Personally, I'm now leaning toward my $42-44 less-aggressive buy range to consider adding to my VLO holdings again, but that's only because I added to my position recently (as I commented in an October StockTalk).
Eight research firms now rate VLO as a Buy or Strong Buy (down from eleven during my March article), ten rate it a Hold (up from seven in March), and zero rate it a Sell (the same as in March). The consensus rating is still Buy, and the current consensus price target is $61.33 (it was $53 in March). Over the past few months, five firms have reiterated (or initiated coverage with) Buy ratings and/or raised their price targets, two of those have reduced their price targets, and two firms have downgraded VLO from Buy to Hold. The analysts' calls are mixed, but clearly lean positive, both in terms of the ratings and price targets.
It's worth noting that, at the time I offered my initial $44 price target for VLO, the price targets from all research firms except one were in the $34-42 range. Similarly, at the time I updated my price target to $59, the price targets from most all research firms were in the low-to-mid $40s, and subsequently moved to the high-$60s and mid-$70s right around the time VLO topped in April. In other words, it's not unusual for analysts to be late on VLO, in both directions.
In reviewing my previous VLO article, I realized that I went right into company specifics without really discussing why I wanted to invest in refining in the first place. So, I'll first recap the underlying foundation of my thesis:  U.S. crude production long-term trends align with refining companies in general.
Since my last article details each factor, and this article was an update (before it morphed into its current state), I'll just touch on new developments related to my view that:  VLO has significant competitive advantages from its scale of operations, prime geographic locations, aggressive expansion initiatives and logistics portfolio. All of those factors are ultimately driven by VLO's desire to capitalize on the differentials between cheap North American crude and higher prices for refined products on the international market. In fact, that's why it is important that VLO has roughly 57% of its total refining capacity on the U.S. Gulf Coast, and has more capacity in the Gulf Coast region than competitors.
 U.S. crude production long-term trends align with refining companies
I wish I could predict for you whether the U.S. oil export ban will eventually be lifted, or where oil prices will go in the near term, but rather than speculate on the outcomes of geopolitical issues such as those, I'll focus on what we know.
According to various reports from the U.S. Energy Information Administration [EIA], U.S. crude production is at the highest levels in over 25 years, and the U.S. proved reserves are at the highest levels in over 39 years, yet the total U.S. refining capacity has grown at a slower rate over similar time periods. In fact, the number of operable refineries in the U.S. has actually been declining, though that is largely due to increasing efficiencies at existing refineries, such as growing capacity by adding more specialized processing equipment.
Neither a temporary supply/demand imbalance, strong U.S. dollar, nor a crash in the commodity price affects proved reserves, or is likely to cause production to revert to decades-old levels. Clearly, production always fluctuates to adjust for such issues, but U.S. crude production is likely to remain relatively high for the foreseeable future. These high levels of production must be refined, so the overarching trends still favor refiners. In fact, refiners may be among the best O&G industry investments in the current environment, as long as one is not of the mind that petroleum products are a thing of the past, or that a significant economic recession is underway. Refining is still a cyclical industry, after all.

━━━

_DIRECTIVE 1_
Condense the paragraph of the VLO article that begins "Eight research firms now rate VLO" into a bulleted list that keeps its main facts.
_DIRECTIVE 2_
Extract from the records every line from the one that contains "Would you be able to mark the soldier in" through the end of the records, and copy each one unchanged.

━━━

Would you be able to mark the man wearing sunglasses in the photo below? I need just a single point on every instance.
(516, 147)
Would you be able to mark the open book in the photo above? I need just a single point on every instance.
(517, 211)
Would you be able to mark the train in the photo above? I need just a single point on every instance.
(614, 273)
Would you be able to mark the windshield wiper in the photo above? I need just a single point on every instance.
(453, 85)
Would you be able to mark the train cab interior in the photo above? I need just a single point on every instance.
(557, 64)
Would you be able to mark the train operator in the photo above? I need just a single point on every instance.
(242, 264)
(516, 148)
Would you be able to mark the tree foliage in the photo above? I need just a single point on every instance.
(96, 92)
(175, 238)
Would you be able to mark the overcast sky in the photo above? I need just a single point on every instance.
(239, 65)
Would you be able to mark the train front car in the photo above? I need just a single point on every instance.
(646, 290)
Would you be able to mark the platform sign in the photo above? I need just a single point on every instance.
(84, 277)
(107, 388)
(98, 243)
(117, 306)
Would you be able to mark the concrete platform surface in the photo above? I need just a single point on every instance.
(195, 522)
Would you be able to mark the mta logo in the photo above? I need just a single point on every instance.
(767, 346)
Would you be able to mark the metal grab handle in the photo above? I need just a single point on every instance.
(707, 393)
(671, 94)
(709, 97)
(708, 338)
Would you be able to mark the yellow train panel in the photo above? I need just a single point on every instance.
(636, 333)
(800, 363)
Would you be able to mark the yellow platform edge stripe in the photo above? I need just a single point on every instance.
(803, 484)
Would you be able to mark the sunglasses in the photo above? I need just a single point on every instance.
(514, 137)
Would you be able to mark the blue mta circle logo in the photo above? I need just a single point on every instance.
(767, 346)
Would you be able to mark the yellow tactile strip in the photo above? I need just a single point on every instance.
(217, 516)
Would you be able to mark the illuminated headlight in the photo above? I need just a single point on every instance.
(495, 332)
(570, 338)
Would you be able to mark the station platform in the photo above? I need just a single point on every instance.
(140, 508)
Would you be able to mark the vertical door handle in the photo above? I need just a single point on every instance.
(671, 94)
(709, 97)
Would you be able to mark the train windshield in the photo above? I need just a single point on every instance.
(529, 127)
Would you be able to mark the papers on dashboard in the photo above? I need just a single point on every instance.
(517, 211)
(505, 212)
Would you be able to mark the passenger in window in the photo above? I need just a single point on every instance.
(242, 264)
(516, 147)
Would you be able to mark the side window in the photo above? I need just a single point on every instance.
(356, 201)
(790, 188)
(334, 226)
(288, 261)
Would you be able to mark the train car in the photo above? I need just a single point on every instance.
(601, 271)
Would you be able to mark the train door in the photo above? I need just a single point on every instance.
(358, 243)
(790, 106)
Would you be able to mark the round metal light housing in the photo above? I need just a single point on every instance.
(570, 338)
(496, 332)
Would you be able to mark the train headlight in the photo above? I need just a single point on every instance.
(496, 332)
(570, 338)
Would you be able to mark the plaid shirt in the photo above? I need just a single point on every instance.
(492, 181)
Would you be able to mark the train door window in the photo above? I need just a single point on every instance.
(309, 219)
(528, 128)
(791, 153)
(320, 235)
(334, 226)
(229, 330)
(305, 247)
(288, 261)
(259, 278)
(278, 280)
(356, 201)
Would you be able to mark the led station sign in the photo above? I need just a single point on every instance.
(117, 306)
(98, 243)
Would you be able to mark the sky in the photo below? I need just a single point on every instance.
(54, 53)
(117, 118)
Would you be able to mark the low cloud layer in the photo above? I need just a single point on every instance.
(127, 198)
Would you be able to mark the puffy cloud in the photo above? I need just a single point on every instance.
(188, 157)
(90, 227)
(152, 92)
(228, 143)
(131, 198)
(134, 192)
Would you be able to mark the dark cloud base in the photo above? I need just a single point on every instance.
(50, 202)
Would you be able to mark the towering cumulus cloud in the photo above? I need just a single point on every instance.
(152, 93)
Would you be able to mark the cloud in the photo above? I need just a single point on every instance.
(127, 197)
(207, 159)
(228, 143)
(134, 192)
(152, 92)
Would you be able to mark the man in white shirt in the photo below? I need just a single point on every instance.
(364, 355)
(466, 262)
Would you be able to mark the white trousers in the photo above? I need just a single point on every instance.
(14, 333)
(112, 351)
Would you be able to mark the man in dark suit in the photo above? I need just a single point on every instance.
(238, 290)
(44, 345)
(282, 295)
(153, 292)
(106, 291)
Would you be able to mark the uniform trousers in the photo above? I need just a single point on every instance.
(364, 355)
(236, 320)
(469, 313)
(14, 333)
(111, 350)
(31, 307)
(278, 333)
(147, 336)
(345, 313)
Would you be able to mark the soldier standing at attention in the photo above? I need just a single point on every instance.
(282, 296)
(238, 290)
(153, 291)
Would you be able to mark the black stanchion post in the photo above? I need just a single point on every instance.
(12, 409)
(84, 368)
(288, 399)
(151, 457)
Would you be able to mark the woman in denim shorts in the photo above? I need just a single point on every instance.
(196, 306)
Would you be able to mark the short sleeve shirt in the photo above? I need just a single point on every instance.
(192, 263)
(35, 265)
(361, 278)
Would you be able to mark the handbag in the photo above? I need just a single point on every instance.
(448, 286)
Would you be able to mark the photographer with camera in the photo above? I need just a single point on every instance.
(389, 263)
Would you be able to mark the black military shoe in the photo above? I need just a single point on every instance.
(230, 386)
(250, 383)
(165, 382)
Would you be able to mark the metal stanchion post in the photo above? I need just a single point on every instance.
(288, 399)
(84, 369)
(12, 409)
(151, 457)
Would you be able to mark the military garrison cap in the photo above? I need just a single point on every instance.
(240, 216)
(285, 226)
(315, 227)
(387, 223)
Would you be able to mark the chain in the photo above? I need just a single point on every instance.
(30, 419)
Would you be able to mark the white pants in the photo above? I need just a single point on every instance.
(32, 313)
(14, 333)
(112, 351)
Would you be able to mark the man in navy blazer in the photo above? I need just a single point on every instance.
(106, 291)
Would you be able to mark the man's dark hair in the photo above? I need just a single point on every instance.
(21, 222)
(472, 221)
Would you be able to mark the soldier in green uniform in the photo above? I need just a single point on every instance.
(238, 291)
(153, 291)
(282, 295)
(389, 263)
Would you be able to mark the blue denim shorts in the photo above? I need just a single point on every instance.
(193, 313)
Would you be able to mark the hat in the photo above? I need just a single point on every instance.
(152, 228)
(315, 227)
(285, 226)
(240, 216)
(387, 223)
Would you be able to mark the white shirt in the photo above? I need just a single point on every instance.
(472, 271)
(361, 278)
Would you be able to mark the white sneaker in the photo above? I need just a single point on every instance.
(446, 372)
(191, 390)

━━━

_REPLY 1_
- Eight research firms rate VLO as a Buy or Strong Buy, down from eleven in March.
- Ten rate it a Hold, up from seven in March.
- None rate it a Sell, the same as in March.
- The consensus rating is still Buy, and the consensus price target is $61.33, up from $53 in March.
- Over the past few months, five firms reiterated or initiated Buy ratings and/or raised their price targets. Two of those reduced their targets, and two firms downgraded VLO from Buy to Hold.
- The analysts' calls are mixed but clearly lean positive in both ratings and price targets.

_REPLY 2_
Would you be able to mark the soldier in green uniform in the photo above? I need just a single point on every instance.
(238, 291)
(153, 291)
(282, 295)
(389, 263)
Would you be able to mark the blue denim shorts in the photo above? I need just a single point on every instance.
(193, 313)
Would you be able to mark the hat in the photo above? I need just a single point on every instance.
(152, 228)
(315, 227)
(285, 226)
(240, 216)
(387, 223)
Would you be able to mark the white shirt in the photo above? I need just a single point on every instance.
(472, 271)
(361, 278)
Would you be able to mark the white sneaker in the photo above? I need just a single point on every instance.
(446, 372)
(191, 390)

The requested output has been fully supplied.